**STATED GOAL**.
Drop the pictures, then extract the listing word for word.

**Dataset rows**.
****************

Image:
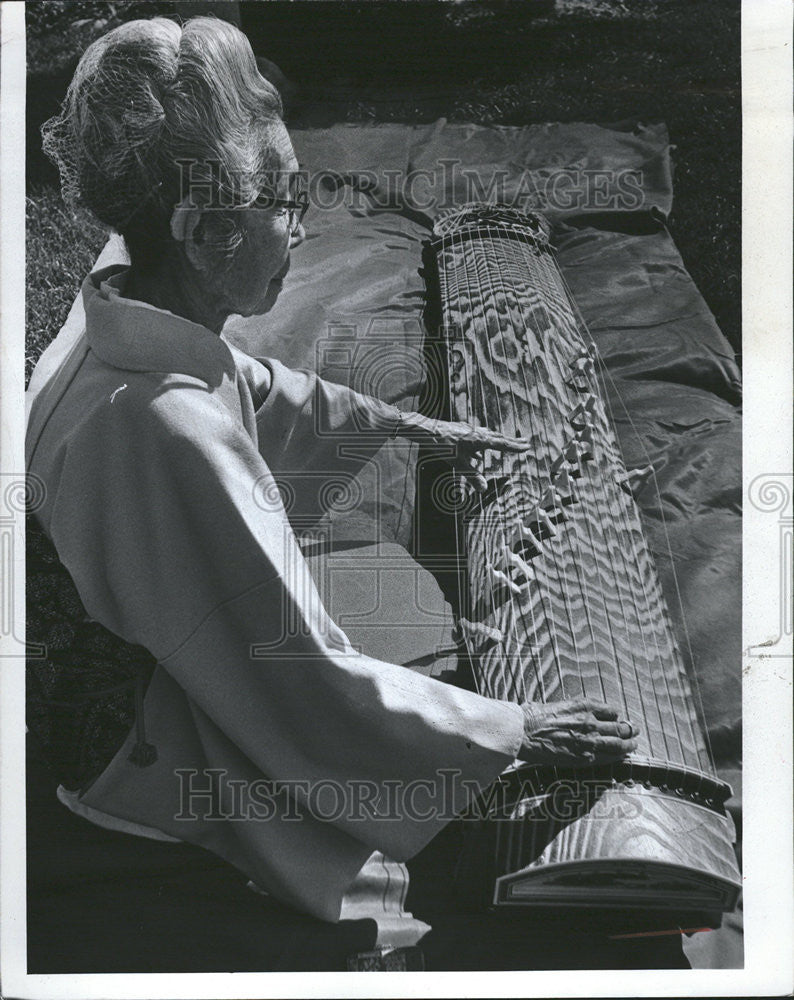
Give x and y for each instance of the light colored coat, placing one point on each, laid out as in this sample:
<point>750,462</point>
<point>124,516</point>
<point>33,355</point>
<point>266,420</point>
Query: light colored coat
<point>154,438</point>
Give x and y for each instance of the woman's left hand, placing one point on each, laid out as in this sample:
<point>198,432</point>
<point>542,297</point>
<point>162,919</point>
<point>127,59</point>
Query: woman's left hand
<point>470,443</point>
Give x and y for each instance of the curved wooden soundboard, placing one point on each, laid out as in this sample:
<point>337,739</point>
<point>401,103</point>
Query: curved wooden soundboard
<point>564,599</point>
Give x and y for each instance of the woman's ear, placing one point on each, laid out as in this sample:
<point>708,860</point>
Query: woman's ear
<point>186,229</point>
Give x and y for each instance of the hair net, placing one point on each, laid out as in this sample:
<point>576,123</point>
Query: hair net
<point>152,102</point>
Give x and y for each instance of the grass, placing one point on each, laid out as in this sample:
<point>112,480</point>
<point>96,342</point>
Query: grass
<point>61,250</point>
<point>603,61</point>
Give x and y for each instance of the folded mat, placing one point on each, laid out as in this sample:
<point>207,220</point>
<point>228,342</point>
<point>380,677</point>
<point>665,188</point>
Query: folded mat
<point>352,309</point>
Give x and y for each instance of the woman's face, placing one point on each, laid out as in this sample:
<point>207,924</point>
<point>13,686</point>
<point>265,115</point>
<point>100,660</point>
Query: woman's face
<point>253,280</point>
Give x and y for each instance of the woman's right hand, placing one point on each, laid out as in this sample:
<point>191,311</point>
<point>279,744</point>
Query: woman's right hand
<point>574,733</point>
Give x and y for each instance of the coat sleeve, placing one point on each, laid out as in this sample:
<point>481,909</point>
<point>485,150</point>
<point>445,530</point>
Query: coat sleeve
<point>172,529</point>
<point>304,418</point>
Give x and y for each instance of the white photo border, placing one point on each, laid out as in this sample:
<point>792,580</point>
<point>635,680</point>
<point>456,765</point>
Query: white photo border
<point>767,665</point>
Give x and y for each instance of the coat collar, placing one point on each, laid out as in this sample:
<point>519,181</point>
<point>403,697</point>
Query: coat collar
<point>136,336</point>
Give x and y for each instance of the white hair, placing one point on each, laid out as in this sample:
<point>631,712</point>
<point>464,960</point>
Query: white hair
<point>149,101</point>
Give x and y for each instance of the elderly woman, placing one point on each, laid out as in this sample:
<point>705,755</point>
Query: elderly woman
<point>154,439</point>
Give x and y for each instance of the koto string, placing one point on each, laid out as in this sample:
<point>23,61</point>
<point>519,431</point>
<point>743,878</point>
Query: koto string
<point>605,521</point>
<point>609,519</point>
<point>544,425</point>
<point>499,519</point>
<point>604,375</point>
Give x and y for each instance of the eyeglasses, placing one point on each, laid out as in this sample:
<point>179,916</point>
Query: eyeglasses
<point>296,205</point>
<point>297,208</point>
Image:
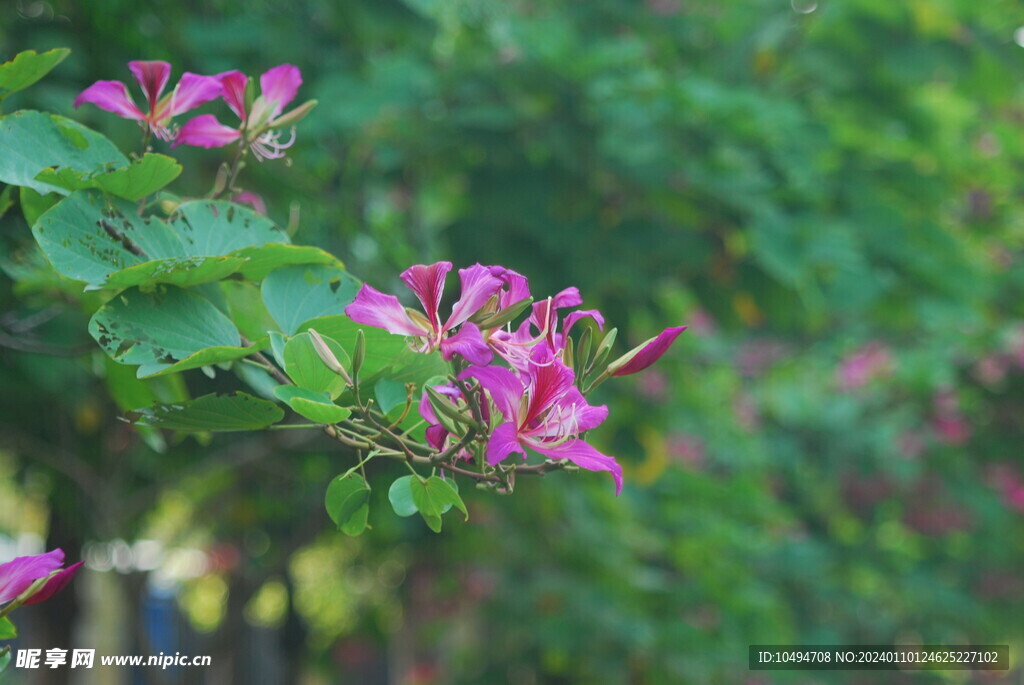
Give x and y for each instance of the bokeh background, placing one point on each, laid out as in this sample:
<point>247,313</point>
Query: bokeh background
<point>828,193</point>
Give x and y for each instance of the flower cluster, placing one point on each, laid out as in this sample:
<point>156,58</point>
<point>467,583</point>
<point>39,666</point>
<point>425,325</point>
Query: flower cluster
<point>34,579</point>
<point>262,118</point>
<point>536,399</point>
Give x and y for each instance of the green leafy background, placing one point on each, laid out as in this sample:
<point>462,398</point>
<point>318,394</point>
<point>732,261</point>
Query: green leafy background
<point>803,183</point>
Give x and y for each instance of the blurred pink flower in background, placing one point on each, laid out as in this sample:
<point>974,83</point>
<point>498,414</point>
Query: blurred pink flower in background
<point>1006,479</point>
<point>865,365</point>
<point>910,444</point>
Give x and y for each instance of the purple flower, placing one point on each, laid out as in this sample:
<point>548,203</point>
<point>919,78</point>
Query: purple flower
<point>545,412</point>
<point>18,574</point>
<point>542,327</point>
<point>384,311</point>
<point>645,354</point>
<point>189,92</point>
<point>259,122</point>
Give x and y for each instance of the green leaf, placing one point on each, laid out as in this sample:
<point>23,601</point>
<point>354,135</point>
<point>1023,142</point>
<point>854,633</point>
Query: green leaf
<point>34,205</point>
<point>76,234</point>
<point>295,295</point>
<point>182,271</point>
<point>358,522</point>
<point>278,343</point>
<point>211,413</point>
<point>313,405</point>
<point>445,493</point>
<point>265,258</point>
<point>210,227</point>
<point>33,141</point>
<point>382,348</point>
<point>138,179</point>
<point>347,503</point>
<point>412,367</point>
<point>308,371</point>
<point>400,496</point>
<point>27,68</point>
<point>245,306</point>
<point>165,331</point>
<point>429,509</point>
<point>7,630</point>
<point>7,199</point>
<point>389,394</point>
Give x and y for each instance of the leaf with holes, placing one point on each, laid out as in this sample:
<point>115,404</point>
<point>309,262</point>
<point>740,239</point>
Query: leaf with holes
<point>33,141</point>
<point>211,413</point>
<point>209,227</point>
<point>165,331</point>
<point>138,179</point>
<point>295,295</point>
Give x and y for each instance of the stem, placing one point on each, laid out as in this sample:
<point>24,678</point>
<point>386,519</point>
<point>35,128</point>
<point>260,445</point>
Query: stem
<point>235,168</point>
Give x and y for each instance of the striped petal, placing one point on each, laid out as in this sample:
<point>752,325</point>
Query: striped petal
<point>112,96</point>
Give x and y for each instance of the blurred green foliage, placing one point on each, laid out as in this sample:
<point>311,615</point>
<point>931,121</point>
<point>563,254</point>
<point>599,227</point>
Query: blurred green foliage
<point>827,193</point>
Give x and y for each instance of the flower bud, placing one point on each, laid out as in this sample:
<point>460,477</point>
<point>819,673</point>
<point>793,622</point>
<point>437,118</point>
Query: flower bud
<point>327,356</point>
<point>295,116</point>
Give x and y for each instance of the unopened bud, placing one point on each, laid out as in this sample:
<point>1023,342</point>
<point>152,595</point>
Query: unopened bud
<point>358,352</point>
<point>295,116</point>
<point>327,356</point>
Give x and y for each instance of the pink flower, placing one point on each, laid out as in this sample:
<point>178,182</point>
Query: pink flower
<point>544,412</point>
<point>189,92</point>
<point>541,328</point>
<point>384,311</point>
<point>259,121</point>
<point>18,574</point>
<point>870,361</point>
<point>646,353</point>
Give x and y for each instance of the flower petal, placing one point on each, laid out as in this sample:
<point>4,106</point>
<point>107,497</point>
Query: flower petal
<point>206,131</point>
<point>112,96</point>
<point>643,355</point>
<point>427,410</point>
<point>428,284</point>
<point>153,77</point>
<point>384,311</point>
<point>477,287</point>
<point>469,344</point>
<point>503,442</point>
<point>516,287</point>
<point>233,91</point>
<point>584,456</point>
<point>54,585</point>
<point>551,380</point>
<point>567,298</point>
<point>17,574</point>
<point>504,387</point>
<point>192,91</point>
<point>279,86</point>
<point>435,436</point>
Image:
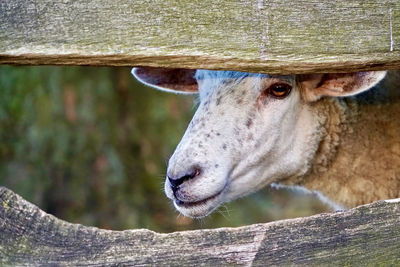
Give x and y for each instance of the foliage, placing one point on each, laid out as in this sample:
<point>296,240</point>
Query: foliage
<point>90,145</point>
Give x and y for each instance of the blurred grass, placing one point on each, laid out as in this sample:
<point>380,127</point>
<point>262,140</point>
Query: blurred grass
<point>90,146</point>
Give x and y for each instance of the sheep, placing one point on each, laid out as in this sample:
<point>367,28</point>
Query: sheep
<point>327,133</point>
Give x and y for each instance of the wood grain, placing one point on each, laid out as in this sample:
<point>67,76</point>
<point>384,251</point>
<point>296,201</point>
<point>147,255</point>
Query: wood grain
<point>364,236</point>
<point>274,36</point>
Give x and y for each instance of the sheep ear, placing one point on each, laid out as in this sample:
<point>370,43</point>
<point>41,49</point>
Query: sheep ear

****************

**SOLVED PROBLEM**.
Image:
Give x and y for each instance of the light colored coat, placing one point on each, laid out as in this sample:
<point>750,462</point>
<point>124,516</point>
<point>33,355</point>
<point>266,420</point>
Query: light colored coat
<point>154,438</point>
Give x and y for each instance of the woman's left hand, placing one point on each, laid out as in this sample:
<point>198,432</point>
<point>542,297</point>
<point>162,919</point>
<point>127,59</point>
Query: woman's left hand
<point>470,443</point>
Give x and y for each instance of the curved wooden soundboard, placing one point on each, laid out as in this sample:
<point>337,739</point>
<point>401,103</point>
Query: curved wooden soundboard
<point>564,599</point>
Give x and y for each instance of the woman's ear, placing one point on each, laid out as in this sample:
<point>708,860</point>
Query: woman's ear
<point>186,229</point>
Give x and y for each instance of the hair net, placing one point on each, laid out as in this sample:
<point>576,123</point>
Query: hair net
<point>152,102</point>
Give x and y for each instance of the grass, placing one point on each, laid out as in this sample:
<point>112,480</point>
<point>96,342</point>
Query: grass
<point>61,250</point>
<point>603,61</point>
Give x and y for each instance of the folded mat, placing one point on each, laid out as in this sample:
<point>207,220</point>
<point>228,342</point>
<point>380,677</point>
<point>665,188</point>
Query: folded mat
<point>352,309</point>
Give x and y for each instance of the woman's face, placing one point on each, laid out as in this sample:
<point>207,924</point>
<point>13,686</point>
<point>265,115</point>
<point>100,660</point>
Query: woman's face
<point>253,280</point>
Give x and y for each instance of the woman's right hand, placing one point on each, laid out as in this sample:
<point>191,311</point>
<point>279,744</point>
Query: woman's right hand
<point>574,733</point>
Give x and y for each instance of the coat sleeve, placing one point on each, laid out as in this sample:
<point>481,909</point>
<point>485,150</point>
<point>445,530</point>
Query: coat sleeve
<point>172,529</point>
<point>304,418</point>
Give x and y for each instance of the white photo border, placing one point on each, laid out as in this sample:
<point>792,580</point>
<point>635,680</point>
<point>456,765</point>
Query: white photo border
<point>767,665</point>
Give x and y for each instance of the coat collar, placing one point on each, laid out as in this sample:
<point>519,181</point>
<point>403,697</point>
Query: coat collar
<point>136,336</point>
Give x and y for each instance of the white hair, placing one point on each, laid out as in this sample:
<point>631,712</point>
<point>464,960</point>
Query: white hair
<point>149,101</point>
Give x and y for each instance of the elderly woman, placing one point on each, laid out as in this sample:
<point>705,755</point>
Query: elderly woman
<point>154,439</point>
Give x and y for each instance of the koto string, placing one point on each, laid out as in this sample:
<point>23,61</point>
<point>519,431</point>
<point>743,878</point>
Query: koto string
<point>605,521</point>
<point>609,519</point>
<point>544,425</point>
<point>499,519</point>
<point>604,375</point>
Give x and y for each instance of the eyeglasses, placing one point on each, laid out as in this sample:
<point>179,916</point>
Query: eyeglasses
<point>296,205</point>
<point>297,208</point>
Image:
Give x and y for each instance of the bokeh background, placing one point on each, laid out as in this sample:
<point>247,313</point>
Query: bokeh background
<point>828,193</point>
Give x and y for each instance of the flower cluster, placing one point on each, laid out as in this sample:
<point>156,58</point>
<point>467,583</point>
<point>39,666</point>
<point>425,325</point>
Query: flower cluster
<point>34,579</point>
<point>262,118</point>
<point>536,399</point>
Give x and y for each instance of the green leafy background, placing one point on each, laid out as in this sample:
<point>462,398</point>
<point>318,394</point>
<point>732,261</point>
Query: green leafy background
<point>803,183</point>
Give x and y for each instance of the blurred pink flower in background, placing one point on each, laid out as in this sample:
<point>974,83</point>
<point>498,414</point>
Query: blurred pink flower in background
<point>1006,479</point>
<point>865,365</point>
<point>910,444</point>
Give x and y for each instance of the purple flower, placing one point on each, laid out as in this sample:
<point>548,203</point>
<point>919,78</point>
Query: purple flower
<point>545,412</point>
<point>18,574</point>
<point>542,327</point>
<point>384,311</point>
<point>645,354</point>
<point>189,92</point>
<point>259,122</point>
Give x and y for each instance of the green leaf, placing one point on each, laid out as in this sample:
<point>23,601</point>
<point>354,135</point>
<point>1023,142</point>
<point>854,633</point>
Query: green leaf
<point>34,205</point>
<point>76,234</point>
<point>295,295</point>
<point>182,271</point>
<point>358,522</point>
<point>278,343</point>
<point>211,413</point>
<point>313,405</point>
<point>445,493</point>
<point>265,258</point>
<point>210,227</point>
<point>33,141</point>
<point>382,348</point>
<point>138,179</point>
<point>347,503</point>
<point>412,367</point>
<point>308,371</point>
<point>400,496</point>
<point>27,68</point>
<point>245,306</point>
<point>165,331</point>
<point>429,509</point>
<point>7,630</point>
<point>7,199</point>
<point>389,394</point>
Give x and y for each instance of the leaf with holes, placing one point on each, laid out as in this sample:
<point>115,404</point>
<point>309,262</point>
<point>740,239</point>
Query: leaf with holes
<point>33,141</point>
<point>211,413</point>
<point>209,227</point>
<point>165,331</point>
<point>138,179</point>
<point>295,295</point>
Give x and y for each instance of the stem, placing one point on each, laid out as in this sample:
<point>24,678</point>
<point>386,519</point>
<point>35,128</point>
<point>260,445</point>
Query: stem
<point>235,168</point>
Give x and y for each instance of the striped petal, placing one point on each, laid out as in this sample:
<point>752,325</point>
Query: striped petal
<point>112,96</point>
Give x and y for each instance of the blurred green foliage, placing one point on each, laid out as in this sample:
<point>311,615</point>
<point>931,121</point>
<point>563,254</point>
<point>599,227</point>
Query: blurred green foliage
<point>827,193</point>
Give x and y for each instance of the flower bud, placing one point on each, laid out as in this sample:
<point>460,477</point>
<point>819,673</point>
<point>793,622</point>
<point>437,118</point>
Query: flower bud
<point>327,356</point>
<point>295,116</point>
Give x and y for each instance of the unopened bud, placing one point on each, laid out as in this sample:
<point>1023,342</point>
<point>152,595</point>
Query: unopened bud
<point>358,352</point>
<point>295,116</point>
<point>327,356</point>
Give x and y for each instance of the pink flower, placing one point on each, laid out as in this sample:
<point>178,182</point>
Query: pink flower
<point>544,412</point>
<point>189,92</point>
<point>541,328</point>
<point>384,311</point>
<point>259,121</point>
<point>18,574</point>
<point>870,361</point>
<point>646,353</point>
Give x and y for each instance of the flower petal, placing one point on each, laid out as in this sample:
<point>4,106</point>
<point>107,497</point>
Query: flower petal
<point>206,131</point>
<point>112,96</point>
<point>643,355</point>
<point>427,410</point>
<point>428,284</point>
<point>153,77</point>
<point>384,311</point>
<point>477,287</point>
<point>469,344</point>
<point>503,442</point>
<point>516,287</point>
<point>233,91</point>
<point>584,456</point>
<point>54,585</point>
<point>551,380</point>
<point>567,298</point>
<point>17,574</point>
<point>504,387</point>
<point>192,91</point>
<point>279,86</point>
<point>435,436</point>
Image:
Give x and y for each instance of the foliage, placing one point on each, laid out as in this sample:
<point>296,240</point>
Query: foliage
<point>90,145</point>
Give x and y for each instance of the blurred grass, placing one point on each, laid out as in this sample:
<point>380,127</point>
<point>262,140</point>
Query: blurred grass
<point>90,146</point>
Give x and y for each instance of the sheep, placing one point on each, laid out as in this sample:
<point>367,28</point>
Query: sheep
<point>327,133</point>
Give x and y for each instance of the wood grain, placing one point on each, laid out as in this sample:
<point>67,76</point>
<point>384,251</point>
<point>296,201</point>
<point>147,255</point>
Query: wood grain
<point>364,236</point>
<point>274,36</point>
Give x and y for each instance of the sheep ear, placing one point on each, laid out as in this sample:
<point>370,43</point>
<point>41,49</point>
Query: sheep ear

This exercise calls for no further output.